[start]
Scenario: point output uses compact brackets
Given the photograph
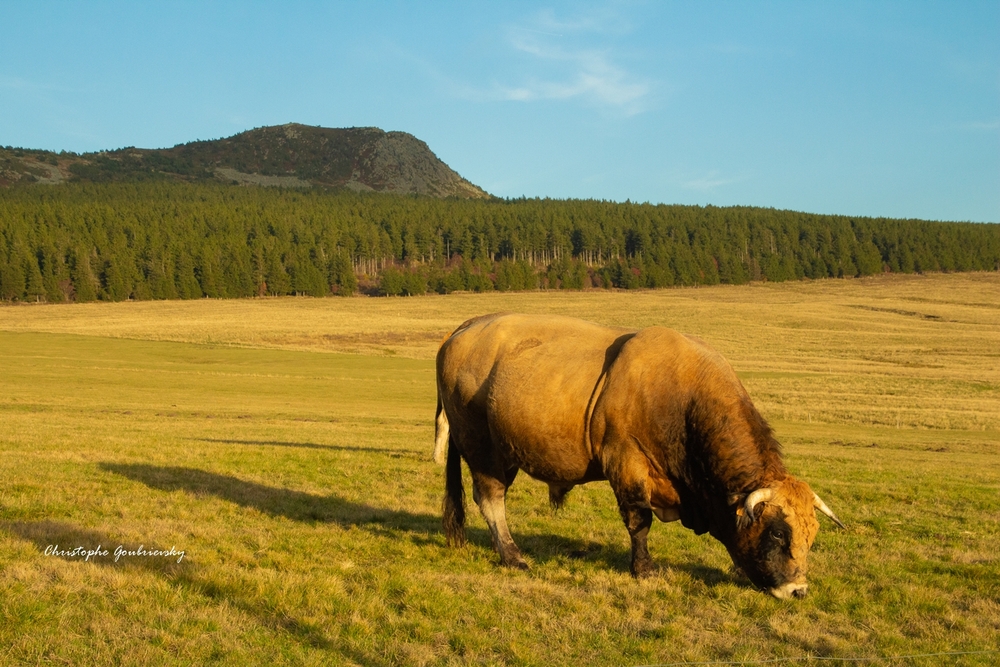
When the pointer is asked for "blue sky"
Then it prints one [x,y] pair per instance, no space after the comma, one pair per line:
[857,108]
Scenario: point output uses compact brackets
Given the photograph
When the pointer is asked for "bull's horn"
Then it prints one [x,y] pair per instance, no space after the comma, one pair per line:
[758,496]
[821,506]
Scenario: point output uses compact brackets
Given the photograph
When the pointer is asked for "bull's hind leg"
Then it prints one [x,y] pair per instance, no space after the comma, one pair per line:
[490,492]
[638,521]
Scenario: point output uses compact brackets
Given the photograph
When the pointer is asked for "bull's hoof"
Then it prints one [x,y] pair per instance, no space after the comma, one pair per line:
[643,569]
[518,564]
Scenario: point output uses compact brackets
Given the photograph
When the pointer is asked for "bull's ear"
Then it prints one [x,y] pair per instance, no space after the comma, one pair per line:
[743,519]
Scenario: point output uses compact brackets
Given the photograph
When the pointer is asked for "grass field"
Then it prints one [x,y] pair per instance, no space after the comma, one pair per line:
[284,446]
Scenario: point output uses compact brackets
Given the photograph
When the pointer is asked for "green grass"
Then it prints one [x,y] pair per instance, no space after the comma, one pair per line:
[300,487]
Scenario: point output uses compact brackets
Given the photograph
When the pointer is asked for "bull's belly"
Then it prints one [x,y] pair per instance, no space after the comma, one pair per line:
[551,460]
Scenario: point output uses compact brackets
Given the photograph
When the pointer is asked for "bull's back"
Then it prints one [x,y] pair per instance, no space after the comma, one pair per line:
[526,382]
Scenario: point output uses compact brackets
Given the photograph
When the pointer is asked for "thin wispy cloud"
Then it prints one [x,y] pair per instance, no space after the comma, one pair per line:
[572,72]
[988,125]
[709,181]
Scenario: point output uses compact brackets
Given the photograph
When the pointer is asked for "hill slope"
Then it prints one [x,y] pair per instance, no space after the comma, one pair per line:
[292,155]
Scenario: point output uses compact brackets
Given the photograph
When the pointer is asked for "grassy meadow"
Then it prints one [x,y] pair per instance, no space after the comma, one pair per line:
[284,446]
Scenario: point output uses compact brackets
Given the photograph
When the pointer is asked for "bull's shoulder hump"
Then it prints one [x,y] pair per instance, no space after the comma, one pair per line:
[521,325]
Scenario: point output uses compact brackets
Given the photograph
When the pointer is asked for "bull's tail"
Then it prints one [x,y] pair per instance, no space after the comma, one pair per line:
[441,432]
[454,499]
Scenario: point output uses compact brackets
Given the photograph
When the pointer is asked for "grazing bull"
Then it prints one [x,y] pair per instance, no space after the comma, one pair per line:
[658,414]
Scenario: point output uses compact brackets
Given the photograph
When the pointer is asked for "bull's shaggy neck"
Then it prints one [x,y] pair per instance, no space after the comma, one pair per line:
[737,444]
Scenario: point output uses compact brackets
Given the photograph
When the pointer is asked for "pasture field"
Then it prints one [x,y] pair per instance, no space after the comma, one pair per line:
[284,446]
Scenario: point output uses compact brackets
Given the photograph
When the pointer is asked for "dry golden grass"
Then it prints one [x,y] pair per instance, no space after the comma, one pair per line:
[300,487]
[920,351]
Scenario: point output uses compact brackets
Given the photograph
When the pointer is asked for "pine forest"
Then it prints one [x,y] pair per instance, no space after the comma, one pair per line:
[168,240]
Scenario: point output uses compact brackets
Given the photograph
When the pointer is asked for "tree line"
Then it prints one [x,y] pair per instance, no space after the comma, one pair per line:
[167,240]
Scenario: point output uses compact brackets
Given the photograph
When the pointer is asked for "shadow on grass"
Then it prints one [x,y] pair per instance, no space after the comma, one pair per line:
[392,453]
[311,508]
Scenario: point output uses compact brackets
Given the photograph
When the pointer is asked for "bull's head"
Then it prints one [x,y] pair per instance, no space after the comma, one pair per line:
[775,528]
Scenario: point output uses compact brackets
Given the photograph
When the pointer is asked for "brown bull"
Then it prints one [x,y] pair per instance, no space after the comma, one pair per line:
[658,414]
[end]
THE EXERCISE – Print the listing above in full, exactly as written. Omit any pictures.

SOLUTION TO THE PROBLEM –
Scenario: point output uses compact brackets
Given the photograph
When the pointer is asked for "blue sky"
Then it prints one [x,y] pair per instance, no space after the comma, one pair per line:
[857,108]
Scenario: point output uses compact brackets
Given the photograph
When the pointer is asked for "bull's horn"
Then it prints one [x,y] pair per instance, no space after the comma, one pair per line:
[758,496]
[821,506]
Scenario: point output uses compact brackets
Given the photograph
When the pointer is asked for "bull's hind leg"
Then it prints one [x,y] pair per instance, no space after the comma, one pair per line:
[490,492]
[638,521]
Scenario: point output uses compact brackets
Given the photograph
When the pointer is asked for "bull's hoof"
Then it prints one [x,y] pair per instance, no space after the comma, one pair per line:
[643,569]
[518,564]
Scenario: point output uses compact brackets
Given the photograph
When the pointer is asked for "bull's ear"
Then it prints one [x,y] pair per instance, no space after the comma, one pair per line:
[743,519]
Scenario: point output uses compact brackets
Given the photograph
When the pointer is asked for "grass field"
Then it prints one [x,y] pair per instance, no space after the comma, one pair per line:
[284,446]
Scenario: point output uses compact brackets
Given the photograph
When the pointer is asked for "green grass"
Then it prints one [x,y] pair per instance, no space after the comma, one pair per line:
[300,487]
Scenario: point output uses compact brackets
Given the photograph
When the pointer is asked for "bull's belly"
Then it prints one [x,y] pair per instance, no space after the comma, one pair per line:
[551,460]
Scenario: point output uses compact brackets
Given the photograph
When the pointer is asked for "bull's back"
Then it prints one [x,y] pair per instance, no space after the comma, one pair per line:
[526,382]
Scenario: point output uses compact brackets
Given the photograph
When the pointer is asked for "thin wispy cloud"
Then it prints one [x,y] pair per instance, no space after the comma, one pair per line:
[572,72]
[988,125]
[709,181]
Scenario: point output uses compact brackets
Given the photograph
When the pointer is asked for "hill slope"
Then it prints one [x,y] pair per instance, no space after the comma, one pair per line:
[292,155]
Scenario: point output uses compact brackets
Given the photograph
When the pointer is asked for "grassy meadow"
Then it prints one [x,y] pair per instance, no space after the comma, one pair per line:
[284,446]
Scenario: point output uses compact brackets
Given the photograph
When the pointer is asked for "bull's shoulder hump"
Then it prints one [x,y] pair per instance, no space after the comma, one pair per line:
[521,325]
Scenario: point output uses compact brackets
Given the photograph
When the pointer is asked for "bull's tail"
Then it prints one [x,y] pair per instance, no space after the comma, one pair per line:
[441,432]
[454,499]
Scenario: point output uses compact brackets
Given the photograph
When the pointer is asked for "grazing bull"
Then it prints one [x,y] pair per instance, no space after the comma, one pair per line:
[658,414]
Scenario: point output uses compact brackets
Given the photograph
When the pointer is asked for "bull's shaggy neck"
Then it prints one [x,y] pair per instance, no space after the comma, one pair per line:
[737,444]
Scenario: point output uses compact brackets
Given the photograph
When the pointer is asked for "pasture field"
Then it prints one [x,y] pair per instance, no space after the comma, one pair per line:
[284,446]
Scenario: point output uses compact brackets
Given the photograph
When the pointer is asked for "dry golden grass"
Then it prints one [x,y] pair per instance, no space after the comma, one pair per line:
[300,487]
[920,351]
Scenario: point output uses compact brackets
Given the photograph
When the pointer is asked for "pine forest"
Then it prints one [x,y] pair per instance, no space after the comma, one pair per line:
[168,240]
Scenario: point output uses compact brackets
Given the photograph
When the pointer is asked for "tree line"
Then it prints one [x,y] pair per instance, no space after the comma, one pair per line:
[167,240]
Scenario: point output uses compact brackets
Given the photograph
When the pointer is asked for "shadow on grass"
Then it prints one [x,y] pair per instance, no space after the comma, one pair per line:
[392,453]
[311,508]
Scenario: point output uses compact brackets
Given the photograph
When the pointer is asked for "bull's head"
Then it prints one [x,y] pair per instance, no space after the comma, one pair per line:
[775,528]
Scenario: point output uses compact brackets
Given the photograph
When the pointer is asked for "brown bull"
Then it prints one [x,y] pair per instance, no space after the comma, one pair per line:
[658,414]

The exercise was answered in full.